Start of DATA SECTION

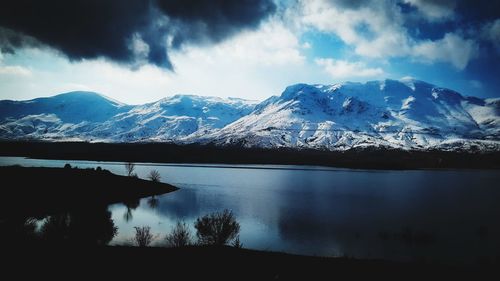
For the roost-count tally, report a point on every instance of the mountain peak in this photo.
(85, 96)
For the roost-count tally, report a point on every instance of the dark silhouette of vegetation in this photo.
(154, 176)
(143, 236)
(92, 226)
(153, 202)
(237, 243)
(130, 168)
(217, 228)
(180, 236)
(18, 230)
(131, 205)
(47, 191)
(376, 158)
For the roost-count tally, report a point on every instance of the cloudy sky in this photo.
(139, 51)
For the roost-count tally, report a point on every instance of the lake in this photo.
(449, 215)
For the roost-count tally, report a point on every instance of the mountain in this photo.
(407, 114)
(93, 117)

End of DATA SECTION
Start of DATA SECTION

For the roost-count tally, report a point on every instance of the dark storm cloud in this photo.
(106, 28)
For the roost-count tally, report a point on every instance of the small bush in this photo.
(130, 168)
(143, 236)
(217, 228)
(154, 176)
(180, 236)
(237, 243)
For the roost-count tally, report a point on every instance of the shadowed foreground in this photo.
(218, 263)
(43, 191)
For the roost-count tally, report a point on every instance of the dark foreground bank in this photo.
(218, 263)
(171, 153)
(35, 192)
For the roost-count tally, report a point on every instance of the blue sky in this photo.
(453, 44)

End of DATA SECTION
Start of DATA SECTION

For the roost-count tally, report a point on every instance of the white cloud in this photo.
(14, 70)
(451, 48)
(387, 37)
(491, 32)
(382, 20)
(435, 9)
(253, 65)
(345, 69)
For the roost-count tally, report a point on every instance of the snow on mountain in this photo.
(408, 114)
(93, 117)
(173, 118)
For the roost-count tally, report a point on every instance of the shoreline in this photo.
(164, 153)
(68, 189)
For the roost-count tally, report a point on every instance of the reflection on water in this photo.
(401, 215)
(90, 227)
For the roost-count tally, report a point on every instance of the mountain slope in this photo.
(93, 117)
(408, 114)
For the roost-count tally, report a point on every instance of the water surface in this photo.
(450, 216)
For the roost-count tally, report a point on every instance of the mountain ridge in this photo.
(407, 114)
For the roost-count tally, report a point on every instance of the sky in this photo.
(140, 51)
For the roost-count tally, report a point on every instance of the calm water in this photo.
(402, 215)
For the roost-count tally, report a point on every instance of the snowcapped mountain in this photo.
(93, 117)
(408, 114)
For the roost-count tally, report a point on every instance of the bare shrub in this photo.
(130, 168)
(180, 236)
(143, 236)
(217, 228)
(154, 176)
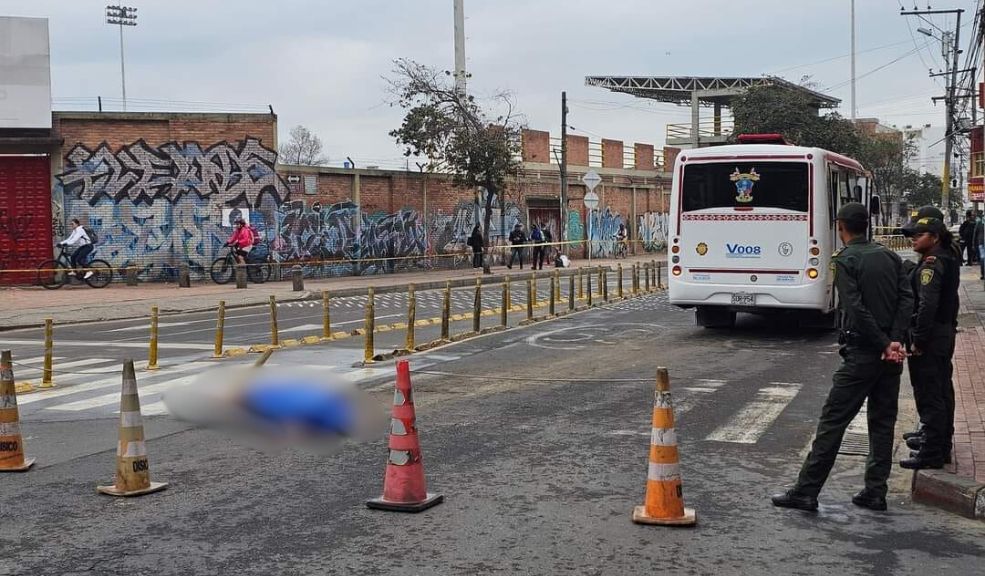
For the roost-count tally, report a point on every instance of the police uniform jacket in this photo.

End of DATA SECTION

Reproduce the rows from the line containing "shrub in this photo." through the line containing "jacket in this photo.", leaving out the pictures.

*SOLUTION TO THE PROBLEM*:
For the roost-count tally, report a point on every instance of the bare shrub in this photo.
(130, 168)
(180, 236)
(143, 236)
(217, 228)
(154, 176)
For the roost-count tally, report a point on every instance of the police uniform jacket in this photo.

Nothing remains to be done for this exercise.